== WHAT THE TASK REQUIRES ==
Set every line of the listing down again, keeping it identical.

== INPUT RECORDS ==
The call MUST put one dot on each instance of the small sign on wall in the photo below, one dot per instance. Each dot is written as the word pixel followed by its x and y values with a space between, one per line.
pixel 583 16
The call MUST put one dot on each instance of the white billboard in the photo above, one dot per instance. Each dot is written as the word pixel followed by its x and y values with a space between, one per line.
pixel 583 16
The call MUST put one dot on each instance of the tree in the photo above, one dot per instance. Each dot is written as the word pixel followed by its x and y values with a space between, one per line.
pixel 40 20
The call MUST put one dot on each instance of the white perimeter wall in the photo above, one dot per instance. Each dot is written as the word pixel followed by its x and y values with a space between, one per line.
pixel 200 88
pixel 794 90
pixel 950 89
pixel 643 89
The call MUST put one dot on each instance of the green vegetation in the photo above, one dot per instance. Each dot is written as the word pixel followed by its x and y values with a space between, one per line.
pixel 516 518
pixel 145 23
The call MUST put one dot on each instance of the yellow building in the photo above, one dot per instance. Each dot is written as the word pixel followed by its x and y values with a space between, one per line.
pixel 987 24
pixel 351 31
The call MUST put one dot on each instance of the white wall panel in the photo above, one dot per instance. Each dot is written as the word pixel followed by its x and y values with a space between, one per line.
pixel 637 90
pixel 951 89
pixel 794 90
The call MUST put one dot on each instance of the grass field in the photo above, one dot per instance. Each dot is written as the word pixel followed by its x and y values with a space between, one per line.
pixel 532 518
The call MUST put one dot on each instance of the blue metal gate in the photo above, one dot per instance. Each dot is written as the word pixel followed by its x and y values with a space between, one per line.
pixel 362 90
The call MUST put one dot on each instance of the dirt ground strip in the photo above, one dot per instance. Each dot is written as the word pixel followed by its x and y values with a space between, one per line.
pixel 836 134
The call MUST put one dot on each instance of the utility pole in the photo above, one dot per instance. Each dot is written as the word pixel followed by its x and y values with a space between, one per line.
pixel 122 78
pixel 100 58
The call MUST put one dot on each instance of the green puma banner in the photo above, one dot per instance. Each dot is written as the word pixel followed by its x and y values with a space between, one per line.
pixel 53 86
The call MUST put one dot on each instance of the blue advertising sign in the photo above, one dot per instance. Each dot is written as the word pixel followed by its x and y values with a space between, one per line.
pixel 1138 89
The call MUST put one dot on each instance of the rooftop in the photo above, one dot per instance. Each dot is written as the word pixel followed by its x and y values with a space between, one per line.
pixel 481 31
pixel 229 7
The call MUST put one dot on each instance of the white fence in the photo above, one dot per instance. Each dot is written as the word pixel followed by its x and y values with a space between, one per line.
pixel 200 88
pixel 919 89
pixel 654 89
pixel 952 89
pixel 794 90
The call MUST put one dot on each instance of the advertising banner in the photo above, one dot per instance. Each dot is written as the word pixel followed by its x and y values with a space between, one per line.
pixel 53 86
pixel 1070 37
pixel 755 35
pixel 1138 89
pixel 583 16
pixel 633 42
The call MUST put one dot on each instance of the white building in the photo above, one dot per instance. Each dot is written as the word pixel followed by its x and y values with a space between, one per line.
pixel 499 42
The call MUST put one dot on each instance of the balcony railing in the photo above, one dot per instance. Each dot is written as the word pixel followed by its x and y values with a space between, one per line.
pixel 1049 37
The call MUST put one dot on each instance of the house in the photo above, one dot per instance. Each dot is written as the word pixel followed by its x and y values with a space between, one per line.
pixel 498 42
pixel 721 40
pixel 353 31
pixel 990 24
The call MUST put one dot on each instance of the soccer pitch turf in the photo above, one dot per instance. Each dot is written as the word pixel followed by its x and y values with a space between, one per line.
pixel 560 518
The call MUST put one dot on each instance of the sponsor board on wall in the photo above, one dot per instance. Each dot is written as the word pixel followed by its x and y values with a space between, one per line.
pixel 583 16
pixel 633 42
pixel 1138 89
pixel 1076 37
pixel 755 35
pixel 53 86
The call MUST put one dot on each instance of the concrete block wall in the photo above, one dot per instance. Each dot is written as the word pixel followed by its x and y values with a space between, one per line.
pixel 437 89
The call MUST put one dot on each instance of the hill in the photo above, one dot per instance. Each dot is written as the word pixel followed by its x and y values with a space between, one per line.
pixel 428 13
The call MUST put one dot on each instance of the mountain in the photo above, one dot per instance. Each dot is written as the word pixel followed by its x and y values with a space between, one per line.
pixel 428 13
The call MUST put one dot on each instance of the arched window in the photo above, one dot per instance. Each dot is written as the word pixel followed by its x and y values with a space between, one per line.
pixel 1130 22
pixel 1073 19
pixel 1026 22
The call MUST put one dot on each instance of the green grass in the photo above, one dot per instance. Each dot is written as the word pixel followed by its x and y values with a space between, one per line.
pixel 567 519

== TASK RESULT ==
The call MUST put one dot on each instance of the small sign on wall in the photo below, one dot per instance. Each dot is written as the word pixel followed by its x and y values with a space between, one per line.
pixel 583 16
The call MUST put one dot on each instance of the white billboard in the photo above, one dot per instance. Each dot is written as the word pixel followed by its x and y values with a space between, one per line.
pixel 583 16
The call MUST put one dot on each instance of the tree in the photo above, one dot per instance. Each dot is written as the word pixel followed by its x and y values with a space between, one per line.
pixel 40 20
The call MUST put one dot on each instance of the white perimeter wall in the photo above, one dot per instance. Each dot is written as the word pixel followed by its x and y values with a space between, one per line.
pixel 200 88
pixel 794 90
pixel 950 89
pixel 643 89
The call MUST put one dot on each instance of the green vegetation in the photo above, one dot per instance. Each dot is written as the word pixel followed by its x and y values with a space between, one per line.
pixel 516 518
pixel 145 23
The call MUST put one dot on each instance of the yellow building in the photo above, one dot per instance. Each dot is written as the word pixel followed by its x and y values with a space between, one per line.
pixel 987 24
pixel 351 31
The call MUST put one dot on each instance of the white wall panel in the photo above, one dot per instance. Each dot is written as the word pixel followed by its x and y values with a space between, one per line.
pixel 637 90
pixel 951 89
pixel 794 90
The call MUST put one dot on each instance of the grass field in the photo above, one dot per instance. Each dot is written as the word pixel followed by its x and y values with a space between, one per line.
pixel 532 518
The call MUST put one dot on each instance of the blue metal gate in the photo above, one dot per instance. Each dot is written as the word pixel followed by its x and y values with a space between, one per line.
pixel 362 90
The call MUST put one dot on each instance of the dirt ground strip in the photo above, one dot per instance. Each dot is written as the word pixel followed by its x and y values with a space between, one per line.
pixel 836 134
The call MUST put one dot on each instance of the utility pole in the photo above, one dot per instance. Each dot is written as the word pixel followed by its x and y values with a space between, one per line.
pixel 122 78
pixel 100 58
The call MUST put one dot on each instance of the green puma banner in the photo above, one dot per instance. Each dot is written as the word pixel followed by its x and y values with a space between, one per line.
pixel 53 86
The call MUST put one dot on each instance of the blue advertising sign in the photo above, one dot per instance. Each dot is written as the word pixel followed by its x and y values with a space between, one per line.
pixel 1138 89
The call MUST put one dot on each instance of the rooftop in the photo above, one dot per instance. Each dot is written as the word pixel followed by its x and y values with a space between, one per line.
pixel 481 31
pixel 229 7
The call MUST put one dot on each instance of the white fence in the photo above, one dot per instance. Each dot is written as the word pixel followed by its x and y values with a space between, one per line.
pixel 200 88
pixel 919 89
pixel 654 89
pixel 952 89
pixel 794 90
The call MUST put one dot on each instance of the advertising banner in the photo above, one dot per instance. Each dot is written as the word pixel followed by its x and y values with a space between, one per line.
pixel 53 86
pixel 1070 37
pixel 755 35
pixel 1138 89
pixel 583 16
pixel 633 42
The call MUST put one dot on each instance of the white building in the photo above, one dot per instance. Each dot is written as the word pixel followed by its x and y values with a space between, one per line.
pixel 499 42
The call MUST put one dot on each instance of the balcony railing in the photo above, one dot per instance. Each dot is written as the word pixel followed by its x and y values with a space between, one per line.
pixel 1049 37
The call MUST put one dot on each instance of the house in the photo above, one dot per instance. Each dot is written as the word pixel followed by its x and y values with a space between, one per line.
pixel 498 42
pixel 721 40
pixel 353 31
pixel 990 24
The call MUST put one dot on each instance of the soccer pitch turf in the photo above, one dot per instance. Each dot is written as the word pixel followed by its x and y values with a space between, one per line.
pixel 560 518
The call MUST put one dot on each instance of the sponsor board on wall in the photo above, one dot per instance. Each dot is written as the word pixel followed by its x and y values with a space between, one per line.
pixel 583 16
pixel 633 42
pixel 1138 89
pixel 1076 37
pixel 755 35
pixel 53 86
The call MUST put one dot on each instance of the concrete block wall in the photo above, one dot per instance. Each dot is written as the word pixel followed by its x and y values with a space between, one per line.
pixel 437 89
The call MUST put one dot on each instance of the hill in the photo above, one dot per instance. Each dot is written as the word pixel followed by its x and y values with a space between, one per line.
pixel 428 13
The call MUST put one dot on each instance of the mountain in the photo above, one dot per instance. Each dot is written as the word pixel followed by its x and y values with a space between, one per line.
pixel 428 13
The call MUST put one dot on each instance of the arched window in the photo above, one dot per instance. Each dot is written as the word pixel followed by its x and y values with a space between, one per line.
pixel 1130 22
pixel 1073 19
pixel 1026 22
The call MUST put one dot on each instance of the green grass in the photo above, one dot per instance. Each dot is written as the word pixel followed by its x and y values with a space between, one per line.
pixel 567 519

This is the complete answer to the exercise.